### Provided text
────────────────────────────────────────

# controlling order of start-up of network interfaces [SOLVED]

## equaeghe

I have 3 network interfaces, 2 wire (eth0, an skge card; eth1, a via-rhine card), 1 wireless (ra0, a rt2500 card). All configured in /etc/conf.d/net.

Since the recent udev update making coldplug redundant, the startup procedure insists on starting up the wireless card first (something with "device initiated settings"). The wireless connection often fails (which is in itself no problem), but as it starts up first, gentoo thinks it has a net connection and tries to start ntp-client before starting the dependable wired network connections.

How do I solve this problem? I myself was thinking about finding a way to force a startup order of eth0, eth1, ra0, and ideally, ntp-client at the end.

Thanks for any suggestions,

ErikLast edited by equaeghe on Tue Feb 20, 2007 10:19 pm; edited 1 time in total

----------

## Aszrael

I have no idea how to change order, but this could be a (dirty) workaround:

given that wired interfaces = eth0 & eth1 and wireless = eth2

remove eth2 from auto-startup in /etc/conf.d/rc

RC_PLUG_SERVICES="net.eth0 net.eth1 !net.eth2"

now start your wireless ether manually or by adding

"/etc/init.d/net.eth2 start" to /etc/conf.d/local.start

"/etc/init.d/net.eth2 stop" to /etc/conf.d/local.stop

possible drawback:

sometimes starting my ipw3945 with "/etc/init.d/net.eth2 start" throws errors on my system (maybe ipw3945d-problem)

Aszrael

----------

## UberLord

You can affect the ordering and dependencies of services in /etc/conf.d/foo by using

RC_NEED="bar"

or

RC_AFTER="bar"

or

RC_BEFORE="bar"

or

RC_USE="bar"

You can even provide your own if you so wish

RC_PROVIDE="bar"

/etc/conf.d/net extends this to

RC_NEED_eth1="net.eth0"

So that eth1 needs net.eth0 to be started - handy for bridges

I guess you need RC_AFTER_ra0="net.eth0 net.eth1" in /etc/conf.d/net

----------

## equaeghe

UberLord,

Your suggestion of using RC_AFTER_ra0="net.eth0 net.eth1" in /etc/conf.d/net would be nice, but does not work, ra0 still starts up first.

────────────────────────────────────────

### Extracted entries
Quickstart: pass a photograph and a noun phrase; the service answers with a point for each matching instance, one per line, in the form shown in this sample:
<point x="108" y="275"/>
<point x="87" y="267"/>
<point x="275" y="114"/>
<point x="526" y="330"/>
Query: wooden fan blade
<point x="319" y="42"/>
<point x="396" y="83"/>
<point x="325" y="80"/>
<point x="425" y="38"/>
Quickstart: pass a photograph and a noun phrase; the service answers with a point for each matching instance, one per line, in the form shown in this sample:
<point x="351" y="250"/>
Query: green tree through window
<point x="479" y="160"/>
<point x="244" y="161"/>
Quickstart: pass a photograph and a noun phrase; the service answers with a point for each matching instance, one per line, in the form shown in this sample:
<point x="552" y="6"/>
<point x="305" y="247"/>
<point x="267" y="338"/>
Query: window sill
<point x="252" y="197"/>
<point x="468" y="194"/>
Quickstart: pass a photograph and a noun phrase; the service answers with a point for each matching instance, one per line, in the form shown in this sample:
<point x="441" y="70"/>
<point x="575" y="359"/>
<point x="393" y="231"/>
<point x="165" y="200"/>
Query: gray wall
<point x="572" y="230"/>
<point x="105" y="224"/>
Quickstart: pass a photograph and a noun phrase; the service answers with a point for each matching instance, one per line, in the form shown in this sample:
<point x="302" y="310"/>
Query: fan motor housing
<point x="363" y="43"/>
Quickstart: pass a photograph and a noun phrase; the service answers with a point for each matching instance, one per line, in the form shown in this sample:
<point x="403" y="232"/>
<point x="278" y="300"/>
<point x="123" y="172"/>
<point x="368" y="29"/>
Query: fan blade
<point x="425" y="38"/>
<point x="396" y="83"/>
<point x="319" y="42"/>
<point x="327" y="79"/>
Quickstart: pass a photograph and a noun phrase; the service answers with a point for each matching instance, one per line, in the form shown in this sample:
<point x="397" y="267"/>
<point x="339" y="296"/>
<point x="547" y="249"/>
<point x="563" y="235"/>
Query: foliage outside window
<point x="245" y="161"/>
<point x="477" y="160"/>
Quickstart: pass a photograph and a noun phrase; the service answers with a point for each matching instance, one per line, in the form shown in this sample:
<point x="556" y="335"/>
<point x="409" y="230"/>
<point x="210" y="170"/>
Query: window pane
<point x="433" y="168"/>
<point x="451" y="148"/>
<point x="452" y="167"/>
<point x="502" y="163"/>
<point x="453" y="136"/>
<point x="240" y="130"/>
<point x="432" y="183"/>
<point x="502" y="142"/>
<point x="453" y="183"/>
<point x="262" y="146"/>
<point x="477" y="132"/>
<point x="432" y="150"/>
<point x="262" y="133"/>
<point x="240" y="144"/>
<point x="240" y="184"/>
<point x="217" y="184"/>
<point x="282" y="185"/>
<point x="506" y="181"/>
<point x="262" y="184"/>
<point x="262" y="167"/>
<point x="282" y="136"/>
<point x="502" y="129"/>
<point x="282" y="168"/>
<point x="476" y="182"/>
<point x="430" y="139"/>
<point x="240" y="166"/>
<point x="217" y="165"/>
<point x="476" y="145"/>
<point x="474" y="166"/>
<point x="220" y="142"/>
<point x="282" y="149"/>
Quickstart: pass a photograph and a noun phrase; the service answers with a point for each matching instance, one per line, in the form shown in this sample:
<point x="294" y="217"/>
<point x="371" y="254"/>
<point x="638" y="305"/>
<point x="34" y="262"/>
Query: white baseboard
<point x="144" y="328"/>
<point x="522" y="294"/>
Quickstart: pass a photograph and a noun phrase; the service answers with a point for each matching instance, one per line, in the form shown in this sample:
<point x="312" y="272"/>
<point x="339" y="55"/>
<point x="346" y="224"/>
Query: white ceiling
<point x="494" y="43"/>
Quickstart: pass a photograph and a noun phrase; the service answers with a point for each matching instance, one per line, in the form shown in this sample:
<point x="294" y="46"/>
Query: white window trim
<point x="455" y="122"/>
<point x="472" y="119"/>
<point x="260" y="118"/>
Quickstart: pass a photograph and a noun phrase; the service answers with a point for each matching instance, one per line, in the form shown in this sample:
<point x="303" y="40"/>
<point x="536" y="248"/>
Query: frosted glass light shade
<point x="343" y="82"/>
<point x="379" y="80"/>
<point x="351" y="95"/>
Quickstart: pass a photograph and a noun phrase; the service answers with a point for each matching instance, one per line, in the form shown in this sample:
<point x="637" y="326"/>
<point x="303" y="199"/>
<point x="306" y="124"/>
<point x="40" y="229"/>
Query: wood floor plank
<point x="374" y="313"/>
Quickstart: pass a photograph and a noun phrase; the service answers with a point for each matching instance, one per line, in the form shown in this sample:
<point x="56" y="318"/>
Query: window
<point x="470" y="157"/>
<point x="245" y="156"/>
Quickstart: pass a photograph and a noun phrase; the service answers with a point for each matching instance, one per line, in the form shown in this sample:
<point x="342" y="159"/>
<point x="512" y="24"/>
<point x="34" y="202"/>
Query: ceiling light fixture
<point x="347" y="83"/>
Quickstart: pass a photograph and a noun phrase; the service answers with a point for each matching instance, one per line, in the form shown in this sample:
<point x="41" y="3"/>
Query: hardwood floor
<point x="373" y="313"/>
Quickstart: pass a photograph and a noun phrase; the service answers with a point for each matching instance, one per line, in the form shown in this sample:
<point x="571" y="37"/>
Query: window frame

────────────────────────────────────────

### Short exercise 1
In the thread on interface startup order, why does ntp-client try to start before the wired connections are up? Answer in one to three sentences.
### Short exercise 2
According to the thread on interface startup order, what kind of card is eth1?
### Short exercise 3
From the thread on interface startup order, retype the passage that begins at the words "remove eth2 from" and ends after "system (maybe ipw3945d-problem)".

### Answer 1
Since the udev update, the wireless card starts first. Its connection often fails, but because it comes up first, gentoo thinks it has a net connection and starts ntp-client before the wired connections.

### Answer 2
eth1 is a via-rhine card.

### Answer 3
remove eth2 from auto-startup in /etc/conf.d/rc

RC_PLUG_SERVICES="net.eth0 net.eth1 !net.eth2"

now start your wireless ether manually or by adding

"/etc/init.d/net.eth2 start" to /etc/conf.d/local.start

"/etc/init.d/net.eth2 stop" to /etc/conf.d/local.stop

possible drawback:

sometimes starting my ipw3945 with "/etc/init.d/net.eth2 start" throws errors on my system (maybe ipw3945d-problem)